Return the lines unchanged, starting at the line that contains "point_to(query) locates a point on each instance of the paved" and ending with the last line of the set.

Dataset rows —
----------
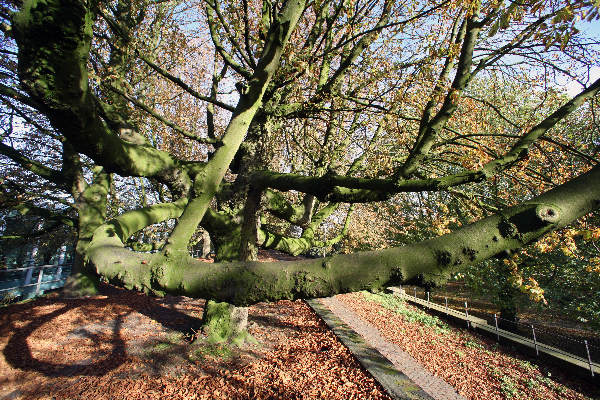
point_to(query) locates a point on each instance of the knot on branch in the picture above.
(548, 213)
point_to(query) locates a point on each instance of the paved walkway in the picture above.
(432, 385)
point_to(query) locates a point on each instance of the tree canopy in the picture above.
(292, 125)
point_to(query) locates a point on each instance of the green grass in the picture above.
(215, 350)
(398, 305)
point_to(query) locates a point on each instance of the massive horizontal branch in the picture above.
(53, 72)
(37, 168)
(245, 283)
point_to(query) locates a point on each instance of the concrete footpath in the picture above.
(400, 374)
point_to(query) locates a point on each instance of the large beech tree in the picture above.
(260, 122)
----------
Answer to the task —
point_to(query) locates a point on each instance of the paved walkway in the picture above.
(432, 385)
point_to(query) locates a point on each instance of the tree canopy in the picture above.
(292, 125)
point_to(query) locates a point on each instance of the green grass in the picture above.
(215, 350)
(398, 305)
point_to(query) locates a point on each instance of the massive horizontal branch in the picture above.
(53, 72)
(37, 168)
(245, 283)
point_to(query) locates a point on each instance of the concrete footpath in the picture above.
(400, 374)
point_to(query) locates a point on each instance of the large beech tree in the picture above.
(260, 122)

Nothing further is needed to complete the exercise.